**DATA EXTRACTS**
----------

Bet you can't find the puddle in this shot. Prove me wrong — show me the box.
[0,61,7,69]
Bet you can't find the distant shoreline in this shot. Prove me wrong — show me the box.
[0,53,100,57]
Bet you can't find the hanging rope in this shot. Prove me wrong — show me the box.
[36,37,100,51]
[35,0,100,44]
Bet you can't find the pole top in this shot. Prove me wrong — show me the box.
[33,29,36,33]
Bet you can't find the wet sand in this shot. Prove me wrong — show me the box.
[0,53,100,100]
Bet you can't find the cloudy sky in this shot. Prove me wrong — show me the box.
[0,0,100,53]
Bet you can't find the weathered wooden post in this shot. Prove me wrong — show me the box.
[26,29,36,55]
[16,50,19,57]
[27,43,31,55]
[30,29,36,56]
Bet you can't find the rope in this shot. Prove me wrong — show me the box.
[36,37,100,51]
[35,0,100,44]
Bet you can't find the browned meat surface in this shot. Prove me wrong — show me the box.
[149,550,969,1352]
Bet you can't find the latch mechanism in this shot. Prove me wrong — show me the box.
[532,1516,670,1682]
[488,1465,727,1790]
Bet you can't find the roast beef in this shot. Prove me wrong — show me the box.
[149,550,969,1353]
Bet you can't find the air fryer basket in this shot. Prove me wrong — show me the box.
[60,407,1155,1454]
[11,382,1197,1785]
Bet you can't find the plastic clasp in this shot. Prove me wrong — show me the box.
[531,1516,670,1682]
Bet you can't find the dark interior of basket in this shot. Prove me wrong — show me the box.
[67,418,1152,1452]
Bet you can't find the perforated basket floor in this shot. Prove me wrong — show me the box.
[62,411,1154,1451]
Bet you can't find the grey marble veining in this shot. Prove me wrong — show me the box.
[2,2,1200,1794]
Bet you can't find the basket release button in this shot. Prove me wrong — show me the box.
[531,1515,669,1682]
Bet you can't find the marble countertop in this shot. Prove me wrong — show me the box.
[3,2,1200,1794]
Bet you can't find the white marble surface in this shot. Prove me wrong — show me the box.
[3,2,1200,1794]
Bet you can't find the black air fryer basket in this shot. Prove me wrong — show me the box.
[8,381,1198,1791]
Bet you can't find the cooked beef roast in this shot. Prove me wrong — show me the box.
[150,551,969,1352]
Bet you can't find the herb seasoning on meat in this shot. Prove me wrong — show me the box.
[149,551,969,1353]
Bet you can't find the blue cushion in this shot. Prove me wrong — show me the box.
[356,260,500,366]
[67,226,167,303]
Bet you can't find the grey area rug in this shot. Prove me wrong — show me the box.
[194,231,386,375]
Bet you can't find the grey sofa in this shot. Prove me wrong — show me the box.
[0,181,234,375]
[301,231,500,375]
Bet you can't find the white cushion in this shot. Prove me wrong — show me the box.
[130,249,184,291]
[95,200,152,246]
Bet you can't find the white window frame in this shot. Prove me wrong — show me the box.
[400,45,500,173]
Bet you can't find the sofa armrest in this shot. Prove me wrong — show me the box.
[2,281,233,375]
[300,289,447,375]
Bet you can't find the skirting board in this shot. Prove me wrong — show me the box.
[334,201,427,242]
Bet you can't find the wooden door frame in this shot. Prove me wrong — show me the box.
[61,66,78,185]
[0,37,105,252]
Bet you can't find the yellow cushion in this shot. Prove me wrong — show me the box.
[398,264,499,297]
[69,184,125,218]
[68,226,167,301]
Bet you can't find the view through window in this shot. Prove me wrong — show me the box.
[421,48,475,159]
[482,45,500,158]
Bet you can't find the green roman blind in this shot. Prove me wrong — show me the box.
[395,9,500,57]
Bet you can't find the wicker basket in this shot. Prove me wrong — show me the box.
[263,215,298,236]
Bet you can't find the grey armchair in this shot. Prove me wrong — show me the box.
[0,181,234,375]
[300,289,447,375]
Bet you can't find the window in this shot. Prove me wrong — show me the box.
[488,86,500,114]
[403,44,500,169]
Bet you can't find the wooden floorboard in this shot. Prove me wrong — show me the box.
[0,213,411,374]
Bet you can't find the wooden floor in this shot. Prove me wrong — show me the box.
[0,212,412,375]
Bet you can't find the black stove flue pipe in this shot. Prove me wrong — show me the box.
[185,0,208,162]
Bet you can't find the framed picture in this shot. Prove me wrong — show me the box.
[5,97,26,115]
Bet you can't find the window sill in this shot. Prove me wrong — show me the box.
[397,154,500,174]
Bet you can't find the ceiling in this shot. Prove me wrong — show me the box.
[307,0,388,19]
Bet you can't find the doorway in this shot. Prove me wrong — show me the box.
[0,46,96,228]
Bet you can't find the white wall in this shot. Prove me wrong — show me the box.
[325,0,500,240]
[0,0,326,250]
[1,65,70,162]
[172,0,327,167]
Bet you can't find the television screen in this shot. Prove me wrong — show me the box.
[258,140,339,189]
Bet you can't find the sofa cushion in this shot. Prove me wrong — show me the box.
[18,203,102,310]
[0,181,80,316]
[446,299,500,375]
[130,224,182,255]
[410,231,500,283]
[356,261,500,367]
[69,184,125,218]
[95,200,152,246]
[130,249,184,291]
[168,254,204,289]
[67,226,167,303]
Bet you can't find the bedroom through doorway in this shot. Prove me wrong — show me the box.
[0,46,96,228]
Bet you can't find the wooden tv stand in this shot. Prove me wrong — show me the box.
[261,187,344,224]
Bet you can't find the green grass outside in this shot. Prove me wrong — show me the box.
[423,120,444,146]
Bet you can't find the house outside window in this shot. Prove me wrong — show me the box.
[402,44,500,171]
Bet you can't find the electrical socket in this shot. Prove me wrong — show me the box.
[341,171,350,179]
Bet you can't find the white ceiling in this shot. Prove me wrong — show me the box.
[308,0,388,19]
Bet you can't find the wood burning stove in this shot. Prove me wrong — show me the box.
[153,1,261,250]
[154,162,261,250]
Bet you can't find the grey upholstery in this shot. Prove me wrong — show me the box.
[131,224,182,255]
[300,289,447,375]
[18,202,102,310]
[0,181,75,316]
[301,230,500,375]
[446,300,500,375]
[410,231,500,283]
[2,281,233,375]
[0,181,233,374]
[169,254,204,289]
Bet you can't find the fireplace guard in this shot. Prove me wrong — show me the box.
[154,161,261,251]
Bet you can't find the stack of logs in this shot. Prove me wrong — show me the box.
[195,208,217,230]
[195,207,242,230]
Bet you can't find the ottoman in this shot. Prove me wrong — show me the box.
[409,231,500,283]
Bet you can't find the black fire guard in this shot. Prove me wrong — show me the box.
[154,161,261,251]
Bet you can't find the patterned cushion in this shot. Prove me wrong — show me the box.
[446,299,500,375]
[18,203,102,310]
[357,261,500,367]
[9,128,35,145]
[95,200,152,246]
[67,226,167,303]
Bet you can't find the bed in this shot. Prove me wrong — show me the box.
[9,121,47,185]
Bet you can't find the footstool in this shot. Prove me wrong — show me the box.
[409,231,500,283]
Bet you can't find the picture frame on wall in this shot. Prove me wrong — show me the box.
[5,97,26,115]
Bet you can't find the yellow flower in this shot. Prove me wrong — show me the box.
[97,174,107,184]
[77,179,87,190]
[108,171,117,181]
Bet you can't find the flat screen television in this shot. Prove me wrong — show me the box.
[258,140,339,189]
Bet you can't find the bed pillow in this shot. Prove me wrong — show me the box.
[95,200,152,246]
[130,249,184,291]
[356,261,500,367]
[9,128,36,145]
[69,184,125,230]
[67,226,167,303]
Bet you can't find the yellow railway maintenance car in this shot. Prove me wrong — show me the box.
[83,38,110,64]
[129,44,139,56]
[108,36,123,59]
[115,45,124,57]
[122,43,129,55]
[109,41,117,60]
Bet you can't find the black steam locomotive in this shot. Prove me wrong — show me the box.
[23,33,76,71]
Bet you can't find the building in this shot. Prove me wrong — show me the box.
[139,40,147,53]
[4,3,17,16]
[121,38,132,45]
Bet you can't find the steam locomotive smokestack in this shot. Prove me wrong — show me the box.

----------

**EXERCISE DETAILS**
Nothing should appear in the answer except the lines from the one containing "Bet you can't find the black steam" to the end of the data above, reproduced exactly.

**YOUR SOLUTION**
Bet you can't find the black steam locomotive in this shot. Prove me wrong — show me the box.
[23,33,76,71]
Bet you can't find the building in this shot. Prove me wrong — show me the box.
[139,40,147,53]
[4,3,17,16]
[121,38,132,45]
Bet you can't find the steam locomotive smokestack in this shot. Prove me wrong — show me the box.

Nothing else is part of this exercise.